WHAT YOU ARE ASKED TO DO
Retype the data that follows, keeping every character the same.

DATA EXTRACT
[Start of section]
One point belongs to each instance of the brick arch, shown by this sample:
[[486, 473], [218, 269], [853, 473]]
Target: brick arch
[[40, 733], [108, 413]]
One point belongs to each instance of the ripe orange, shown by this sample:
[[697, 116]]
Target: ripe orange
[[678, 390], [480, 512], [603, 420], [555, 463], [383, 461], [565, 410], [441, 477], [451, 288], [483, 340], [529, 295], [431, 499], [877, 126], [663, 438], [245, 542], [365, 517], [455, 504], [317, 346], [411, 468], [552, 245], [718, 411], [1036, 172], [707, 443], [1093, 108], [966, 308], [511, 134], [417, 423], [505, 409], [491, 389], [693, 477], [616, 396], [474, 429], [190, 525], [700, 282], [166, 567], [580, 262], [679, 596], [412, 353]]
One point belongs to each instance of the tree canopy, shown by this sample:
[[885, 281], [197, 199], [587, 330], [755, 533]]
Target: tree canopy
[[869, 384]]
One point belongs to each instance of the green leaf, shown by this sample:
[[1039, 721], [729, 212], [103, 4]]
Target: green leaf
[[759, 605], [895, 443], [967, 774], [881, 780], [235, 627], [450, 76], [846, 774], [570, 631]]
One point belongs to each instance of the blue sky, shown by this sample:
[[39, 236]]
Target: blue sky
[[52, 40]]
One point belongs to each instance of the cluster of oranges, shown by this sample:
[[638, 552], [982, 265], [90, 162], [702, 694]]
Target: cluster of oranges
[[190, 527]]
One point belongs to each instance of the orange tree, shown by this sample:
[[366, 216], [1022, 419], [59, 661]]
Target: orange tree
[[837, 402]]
[End of section]
EXERCISE SOLUTION
One point belongs to each instance of the brick arch, shown by this sample:
[[486, 473], [218, 269], [853, 473]]
Target: brick arch
[[40, 733], [108, 413]]
One point belongs to each instance of the ripe orange, shown by this sample:
[[697, 116]]
Target: ripe orange
[[678, 390], [480, 512], [603, 420], [555, 463], [383, 461], [565, 410], [441, 477], [451, 288], [483, 340], [529, 295], [431, 499], [877, 126], [663, 438], [245, 542], [365, 517], [455, 504], [317, 346], [411, 468], [552, 245], [718, 411], [1036, 172], [707, 443], [1093, 108], [966, 308], [511, 134], [417, 423], [505, 409], [491, 389], [693, 477], [616, 396], [474, 429], [190, 525], [700, 282], [166, 567], [580, 262], [679, 596], [412, 353]]
One point belongs to each instance of the tree canopy, shown by this sample:
[[885, 281], [197, 199], [587, 330], [755, 533]]
Target: tree canopy
[[869, 384]]
One point belongs to each instance of the green leaf, shown by this sample:
[[1039, 721], [729, 212], [103, 4]]
Target: green leaf
[[759, 605], [895, 443], [967, 774], [881, 780], [235, 627], [450, 76], [846, 774], [570, 631]]
One point belongs to each instance of the blue sky, shown by this sample:
[[39, 236]]
Target: blue sky
[[52, 40]]
One point belongs to each instance of the cluster of oranges, shown by this sample:
[[638, 552], [982, 265], [90, 162], [702, 694]]
Target: cluster of oranges
[[190, 527]]
One point belongs to each instance of the orange tree, shown by this sample:
[[366, 216], [1022, 419], [59, 661]]
Target: orange tree
[[837, 402]]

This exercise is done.